* Exercise brief: From the entries below, work out how many lines contain the string "face"; answer with the number alone.
[Start of section]
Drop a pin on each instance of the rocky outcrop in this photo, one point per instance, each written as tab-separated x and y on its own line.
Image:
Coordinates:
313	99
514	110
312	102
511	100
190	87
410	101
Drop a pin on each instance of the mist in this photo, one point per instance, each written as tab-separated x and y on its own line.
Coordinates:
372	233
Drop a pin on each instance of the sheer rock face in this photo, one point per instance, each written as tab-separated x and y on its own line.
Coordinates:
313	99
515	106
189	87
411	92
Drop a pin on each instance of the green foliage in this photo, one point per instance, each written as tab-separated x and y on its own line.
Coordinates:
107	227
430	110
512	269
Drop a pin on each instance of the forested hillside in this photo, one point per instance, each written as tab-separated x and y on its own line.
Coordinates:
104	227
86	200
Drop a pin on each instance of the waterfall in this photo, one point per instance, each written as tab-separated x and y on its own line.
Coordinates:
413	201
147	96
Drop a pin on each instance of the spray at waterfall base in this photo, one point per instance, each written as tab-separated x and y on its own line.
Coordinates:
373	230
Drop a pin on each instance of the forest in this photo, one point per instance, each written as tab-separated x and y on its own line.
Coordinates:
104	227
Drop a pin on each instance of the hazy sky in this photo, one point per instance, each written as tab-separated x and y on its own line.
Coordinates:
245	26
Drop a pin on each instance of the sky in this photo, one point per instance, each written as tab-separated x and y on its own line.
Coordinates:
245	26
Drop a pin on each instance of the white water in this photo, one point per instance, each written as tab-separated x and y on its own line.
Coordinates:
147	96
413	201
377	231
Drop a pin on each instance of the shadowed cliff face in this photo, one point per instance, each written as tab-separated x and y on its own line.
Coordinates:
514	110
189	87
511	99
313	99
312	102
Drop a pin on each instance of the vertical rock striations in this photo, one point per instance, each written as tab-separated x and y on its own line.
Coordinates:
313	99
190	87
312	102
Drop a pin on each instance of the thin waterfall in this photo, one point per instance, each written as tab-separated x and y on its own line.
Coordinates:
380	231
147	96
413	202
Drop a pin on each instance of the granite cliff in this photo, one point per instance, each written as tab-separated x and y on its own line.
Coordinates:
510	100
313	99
[End of section]
* Solution: 2